Dataset records >>
--- Begin ---
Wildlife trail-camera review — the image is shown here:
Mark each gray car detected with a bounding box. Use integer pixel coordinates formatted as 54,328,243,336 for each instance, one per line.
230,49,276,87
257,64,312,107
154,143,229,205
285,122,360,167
--- End ---
SHORT PROBLEM >> Reproduce every one of the records above line for line, without changing any character.

SOLUTION FOR THIS TASK >>
Wildlife trail-camera review — the image is shown here:
Mark each gray car detected with a bounding box. Use integer pixel coordinates formatted as 54,328,243,336 for each instance, one per line.
230,49,276,87
257,64,312,107
154,143,229,205
285,122,360,167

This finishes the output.